=== Data records ===

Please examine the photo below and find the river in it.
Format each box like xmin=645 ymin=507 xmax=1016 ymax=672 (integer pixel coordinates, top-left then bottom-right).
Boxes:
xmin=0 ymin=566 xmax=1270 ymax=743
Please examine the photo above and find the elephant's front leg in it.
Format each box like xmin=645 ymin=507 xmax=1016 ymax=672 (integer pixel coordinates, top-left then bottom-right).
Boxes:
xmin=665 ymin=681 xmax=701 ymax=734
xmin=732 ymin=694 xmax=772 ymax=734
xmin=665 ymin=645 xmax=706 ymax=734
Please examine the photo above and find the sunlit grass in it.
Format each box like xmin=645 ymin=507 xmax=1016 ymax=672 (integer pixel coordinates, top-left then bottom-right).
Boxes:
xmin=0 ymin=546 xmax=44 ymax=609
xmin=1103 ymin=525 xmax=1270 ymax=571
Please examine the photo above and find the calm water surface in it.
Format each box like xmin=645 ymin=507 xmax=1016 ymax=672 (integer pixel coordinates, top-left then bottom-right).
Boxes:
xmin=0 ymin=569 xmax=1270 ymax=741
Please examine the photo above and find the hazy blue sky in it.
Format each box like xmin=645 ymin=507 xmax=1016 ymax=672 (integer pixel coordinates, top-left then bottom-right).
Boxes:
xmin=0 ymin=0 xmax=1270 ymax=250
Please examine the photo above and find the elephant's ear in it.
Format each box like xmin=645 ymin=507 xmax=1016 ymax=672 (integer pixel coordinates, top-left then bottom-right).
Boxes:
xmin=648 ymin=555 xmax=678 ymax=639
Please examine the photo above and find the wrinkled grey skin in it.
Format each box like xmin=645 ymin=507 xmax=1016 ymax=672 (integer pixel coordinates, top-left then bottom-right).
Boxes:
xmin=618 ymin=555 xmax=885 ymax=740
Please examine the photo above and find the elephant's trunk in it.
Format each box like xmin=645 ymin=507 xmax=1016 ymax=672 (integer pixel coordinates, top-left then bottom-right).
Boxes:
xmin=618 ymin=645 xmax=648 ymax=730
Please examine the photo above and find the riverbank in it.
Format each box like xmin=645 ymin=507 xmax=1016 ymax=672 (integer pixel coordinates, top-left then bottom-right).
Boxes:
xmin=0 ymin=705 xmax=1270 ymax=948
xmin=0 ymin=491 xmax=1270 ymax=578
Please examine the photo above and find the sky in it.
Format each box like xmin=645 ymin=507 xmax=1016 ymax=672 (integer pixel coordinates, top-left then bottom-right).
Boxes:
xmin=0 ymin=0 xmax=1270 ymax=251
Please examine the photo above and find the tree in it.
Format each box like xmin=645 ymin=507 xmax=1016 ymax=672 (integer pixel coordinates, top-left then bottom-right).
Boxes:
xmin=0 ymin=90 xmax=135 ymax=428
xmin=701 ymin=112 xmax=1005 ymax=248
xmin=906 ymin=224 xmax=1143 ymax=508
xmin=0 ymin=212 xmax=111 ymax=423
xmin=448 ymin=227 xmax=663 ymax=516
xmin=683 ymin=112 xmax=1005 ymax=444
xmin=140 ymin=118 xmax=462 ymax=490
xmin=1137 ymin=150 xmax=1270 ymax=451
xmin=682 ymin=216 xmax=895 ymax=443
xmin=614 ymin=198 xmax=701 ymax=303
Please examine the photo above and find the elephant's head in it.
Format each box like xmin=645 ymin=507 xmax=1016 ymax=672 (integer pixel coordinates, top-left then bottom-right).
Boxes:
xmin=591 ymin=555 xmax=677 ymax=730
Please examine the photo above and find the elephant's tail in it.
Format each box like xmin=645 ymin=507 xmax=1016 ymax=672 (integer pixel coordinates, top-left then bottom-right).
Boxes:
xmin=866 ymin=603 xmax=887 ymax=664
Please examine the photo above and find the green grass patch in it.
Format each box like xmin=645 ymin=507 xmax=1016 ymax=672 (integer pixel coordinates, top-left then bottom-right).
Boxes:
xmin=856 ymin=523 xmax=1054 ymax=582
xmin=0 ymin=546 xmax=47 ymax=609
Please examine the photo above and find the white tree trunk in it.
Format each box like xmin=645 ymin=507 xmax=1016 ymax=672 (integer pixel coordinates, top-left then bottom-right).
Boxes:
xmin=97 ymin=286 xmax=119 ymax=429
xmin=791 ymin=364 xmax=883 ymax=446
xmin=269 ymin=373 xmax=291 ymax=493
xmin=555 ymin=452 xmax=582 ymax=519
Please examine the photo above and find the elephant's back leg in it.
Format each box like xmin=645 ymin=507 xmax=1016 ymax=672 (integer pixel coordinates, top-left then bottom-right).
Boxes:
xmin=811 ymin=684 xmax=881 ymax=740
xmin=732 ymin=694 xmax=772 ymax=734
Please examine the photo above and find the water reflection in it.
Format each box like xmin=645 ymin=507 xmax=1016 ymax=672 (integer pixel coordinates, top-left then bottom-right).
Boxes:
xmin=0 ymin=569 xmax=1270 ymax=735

===

● Direction:
Give the lines of the records above as a numbered list, leaving out any blank lines.

● Task output:
1. Please examine the photo below and find the river in it.
2. Format each box like xmin=645 ymin=507 xmax=1016 ymax=672 (integer pixel coordinates, top-left then bottom-right).
3. Boxes:
4. xmin=0 ymin=566 xmax=1270 ymax=743
5. Please examine the photo above and find the elephant's front leg in it.
6. Format each box like xmin=645 ymin=507 xmax=1016 ymax=672 (integer pixel coordinates, top-left then bottom-right).
7. Boxes:
8. xmin=665 ymin=681 xmax=701 ymax=734
9. xmin=732 ymin=694 xmax=772 ymax=734
10. xmin=665 ymin=645 xmax=706 ymax=734
11. Please examine the photo above and find the sunlit grass in it.
12. Format each box like xmin=645 ymin=507 xmax=1016 ymax=672 (integer pixel coordinates, top-left then bottom-right).
13. Boxes:
14. xmin=0 ymin=546 xmax=44 ymax=609
15. xmin=1103 ymin=525 xmax=1270 ymax=571
16. Please examine the photo above and find the calm water surface in it.
17. Format each box like xmin=645 ymin=507 xmax=1016 ymax=672 (integer pixel coordinates, top-left then bottom-right).
18. Boxes:
19. xmin=0 ymin=569 xmax=1270 ymax=741
20. Please examine the photo above and find the hazy blue sky in it.
21. Format each box like xmin=645 ymin=507 xmax=1016 ymax=672 (integer pixel coordinates, top-left then bottom-right).
22. Boxes:
23. xmin=0 ymin=0 xmax=1270 ymax=250
24. Please examine the photo above and find the elephant's ear in it.
25. Format each box like xmin=645 ymin=507 xmax=1016 ymax=672 (integer pixel coordinates, top-left then bottom-right).
26. Boxes:
27. xmin=648 ymin=555 xmax=678 ymax=639
28. Please examine the photo above and find the wrinkled grey skin in it.
29. Format each box like xmin=645 ymin=507 xmax=1016 ymax=672 (integer pixel coordinates, top-left then bottom-right).
30. Boxes:
31. xmin=618 ymin=555 xmax=885 ymax=740
32. Please examine the photo above and find the elephant's trunk in it.
33. Format each box like xmin=645 ymin=507 xmax=1016 ymax=672 (integer pixel coordinates, top-left then bottom-right).
34. Boxes:
35. xmin=618 ymin=645 xmax=648 ymax=730
36. Please examine the photo above and find the riverbank in it.
37. Format each box like xmin=645 ymin=507 xmax=1016 ymax=672 (integer pixel coordinates, top-left then bottom-right).
38. Boxes:
39. xmin=0 ymin=705 xmax=1270 ymax=948
40. xmin=0 ymin=491 xmax=1270 ymax=578
41. Please examine the photo above and find the sky in it.
42. Format each box like xmin=645 ymin=507 xmax=1016 ymax=672 (integer pixel coordinates, top-left then bottom-right).
43. Boxes:
44. xmin=0 ymin=0 xmax=1270 ymax=251
45. Please examine the photo above and find the tree in it.
46. Format each box like xmin=645 ymin=507 xmax=1016 ymax=672 (integer pixel coordinates, top-left then bottom-right).
47. Boxes:
48. xmin=0 ymin=90 xmax=135 ymax=428
49. xmin=701 ymin=112 xmax=1005 ymax=248
50. xmin=906 ymin=224 xmax=1143 ymax=508
51. xmin=0 ymin=212 xmax=111 ymax=423
52. xmin=448 ymin=227 xmax=663 ymax=516
53. xmin=683 ymin=112 xmax=1005 ymax=444
54. xmin=140 ymin=118 xmax=462 ymax=490
55. xmin=1137 ymin=150 xmax=1270 ymax=451
56. xmin=682 ymin=216 xmax=895 ymax=443
57. xmin=614 ymin=198 xmax=701 ymax=303
58. Please examine the photo above and find the elephant's head in it.
59. Format each box like xmin=645 ymin=507 xmax=1016 ymax=672 (integer pixel coordinates, top-left then bottom-right).
60. Boxes:
61. xmin=591 ymin=555 xmax=677 ymax=730
62. Please examine the photo above and find the elephant's tail in it.
63. Format each box like xmin=645 ymin=507 xmax=1016 ymax=672 (integer pixel coordinates, top-left then bottom-right).
64. Boxes:
65. xmin=866 ymin=603 xmax=887 ymax=664
66. Please examine the photo above and find the green grass patch in it.
67. Format each box like xmin=645 ymin=507 xmax=1016 ymax=672 (integer pixel coordinates, top-left then bottom-right).
68. Boxes:
69. xmin=856 ymin=523 xmax=1054 ymax=582
70. xmin=0 ymin=546 xmax=47 ymax=609
71. Please examine the photo above and find the white tree trunk in it.
72. Format each box like xmin=645 ymin=507 xmax=1016 ymax=672 (integer pixel coordinates, top-left then bottom-right).
73. Boxes:
74. xmin=97 ymin=286 xmax=119 ymax=429
75. xmin=791 ymin=364 xmax=883 ymax=446
76. xmin=269 ymin=373 xmax=291 ymax=493
77. xmin=555 ymin=452 xmax=582 ymax=519
78. Please examine the photo above and find the elephant's back leg in it.
79. Format each box like xmin=645 ymin=507 xmax=1016 ymax=672 (integer pixel coordinates, top-left then bottom-right).
80. Boxes:
81. xmin=811 ymin=684 xmax=881 ymax=740
82. xmin=732 ymin=694 xmax=772 ymax=734
83. Please examine the photo above and find the water reflection in it.
84. Format each box like xmin=645 ymin=507 xmax=1016 ymax=672 (integer pixel coordinates, top-left then bottom-right).
85. Boxes:
86. xmin=0 ymin=569 xmax=1270 ymax=735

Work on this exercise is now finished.